» **TEXT SHOWN**
# Axe fx 1 or 2?



## dave6 (Apr 24, 2012)

Hey everyone, so I'm looking to upgrade my gear. I know I would absolutely love to use axe fx, but the only thing is that I'm not sure which one would be the best option. I realize that there is an axe fx standard, ultra, and of course the 2...I think I would be fine with the cheapest option, unless theres something I don't know about? I'm new...I don't know what to do. Any information and/or suggestions would be highly appreciated. Thanks!


----------



## KingAenarion (Apr 24, 2012)

AxeFX Standard and Ultra do not have USB and are no longer receiving Firmware updates...


AxeFX II does have USB and will still be receiving updates for a long while to come.


----------



## dave6 (Apr 24, 2012)

KingAenarion said:


> AxeFX Standard and Ultra do not have USB and are no longer receiving Firmware updates...
> 
> 
> AxeFX II does have USB and will still be receiving updates for a long while to come.



Thanks man, that does sound like a pretty awesome reason to stick with axe fx 2. But just for creating a great tone and recording line in, do you think i can still get away with axe fx standard or ultra? or should I just go ahead and go for axe fx 2?

» **MATERIAL SUPPLIED**
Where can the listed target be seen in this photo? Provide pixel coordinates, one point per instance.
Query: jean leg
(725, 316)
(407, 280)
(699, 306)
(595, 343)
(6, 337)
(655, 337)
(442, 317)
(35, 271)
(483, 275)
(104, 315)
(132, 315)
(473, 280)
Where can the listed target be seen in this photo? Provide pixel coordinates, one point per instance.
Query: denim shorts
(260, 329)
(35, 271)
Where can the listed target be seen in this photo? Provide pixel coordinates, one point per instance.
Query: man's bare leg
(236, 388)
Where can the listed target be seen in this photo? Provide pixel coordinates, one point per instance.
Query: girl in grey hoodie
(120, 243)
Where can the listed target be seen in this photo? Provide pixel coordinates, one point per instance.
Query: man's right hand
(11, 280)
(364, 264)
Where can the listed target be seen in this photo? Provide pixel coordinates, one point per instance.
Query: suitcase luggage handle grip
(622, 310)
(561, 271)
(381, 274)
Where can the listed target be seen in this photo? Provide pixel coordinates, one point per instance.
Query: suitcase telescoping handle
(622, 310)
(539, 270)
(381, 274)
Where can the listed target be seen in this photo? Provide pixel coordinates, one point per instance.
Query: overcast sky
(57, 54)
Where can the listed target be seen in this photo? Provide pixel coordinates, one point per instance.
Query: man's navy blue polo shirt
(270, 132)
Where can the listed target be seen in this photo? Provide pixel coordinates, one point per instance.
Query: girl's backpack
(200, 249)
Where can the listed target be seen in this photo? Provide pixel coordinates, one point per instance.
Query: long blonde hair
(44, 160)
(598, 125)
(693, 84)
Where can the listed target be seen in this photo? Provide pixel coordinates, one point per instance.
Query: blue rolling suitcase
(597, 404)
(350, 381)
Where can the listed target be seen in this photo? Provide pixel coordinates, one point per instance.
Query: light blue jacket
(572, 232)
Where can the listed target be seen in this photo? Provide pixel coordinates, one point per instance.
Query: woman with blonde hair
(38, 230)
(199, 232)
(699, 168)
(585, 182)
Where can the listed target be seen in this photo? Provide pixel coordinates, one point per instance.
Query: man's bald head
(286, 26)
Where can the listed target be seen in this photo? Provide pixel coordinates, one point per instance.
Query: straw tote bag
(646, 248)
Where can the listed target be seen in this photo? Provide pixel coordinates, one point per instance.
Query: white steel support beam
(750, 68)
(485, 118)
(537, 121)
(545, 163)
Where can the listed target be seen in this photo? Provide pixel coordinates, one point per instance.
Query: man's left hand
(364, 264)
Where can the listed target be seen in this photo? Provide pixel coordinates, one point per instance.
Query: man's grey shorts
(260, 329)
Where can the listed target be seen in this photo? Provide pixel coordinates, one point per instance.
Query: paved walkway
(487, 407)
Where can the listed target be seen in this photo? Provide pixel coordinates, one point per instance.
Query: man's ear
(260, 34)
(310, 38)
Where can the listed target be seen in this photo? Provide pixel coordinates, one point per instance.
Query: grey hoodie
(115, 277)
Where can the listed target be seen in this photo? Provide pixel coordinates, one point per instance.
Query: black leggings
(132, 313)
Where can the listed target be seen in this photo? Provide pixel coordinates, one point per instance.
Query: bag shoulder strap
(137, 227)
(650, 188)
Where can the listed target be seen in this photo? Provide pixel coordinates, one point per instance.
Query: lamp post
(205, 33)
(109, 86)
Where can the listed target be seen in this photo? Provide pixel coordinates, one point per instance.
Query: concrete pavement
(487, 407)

» **PROBLEM REQUIREMENTS**
Write what comes next in the forum thread about choosing an Axe-Fx model, picking up after its final post. The material above plays no role in this exercise.

» **THE RESPONSE**
----------



## Mitochondria (Apr 24, 2012)

I think you will be happier longer with the Axe FX 2.


----------



## dave6 (Apr 24, 2012)

44 Lines said:


> I think you will be happier longer with the Axe FX 2.



Cool, I'll definitely look into making that investment. Thanks for the help guys.


----------



## Michael T (Apr 24, 2012)

I'm looking into doing the same thing. Just as a reference whats the going price for an Axe FX 2 on the used market? (If people are even selling them yet, ha ha )


----------



## dave6 (Apr 25, 2012)

Michael T said:


> I'm looking into doing the same thing. Just as a reference whats the going price for an Axe FX 2 on the used market? (If people are even selling them yet, ha ha )



The cheapest one that I've seen, on ebay, was for like 2500ish...which is pretty expensive haha. especially considering how much cheaper you can get the standard or the ultra for.


----------



## KingAenarion (Apr 25, 2012)

Until the 2 came out, that's how much Standards and Ultras went for...

If not more...


----------



## Rook (Apr 25, 2012)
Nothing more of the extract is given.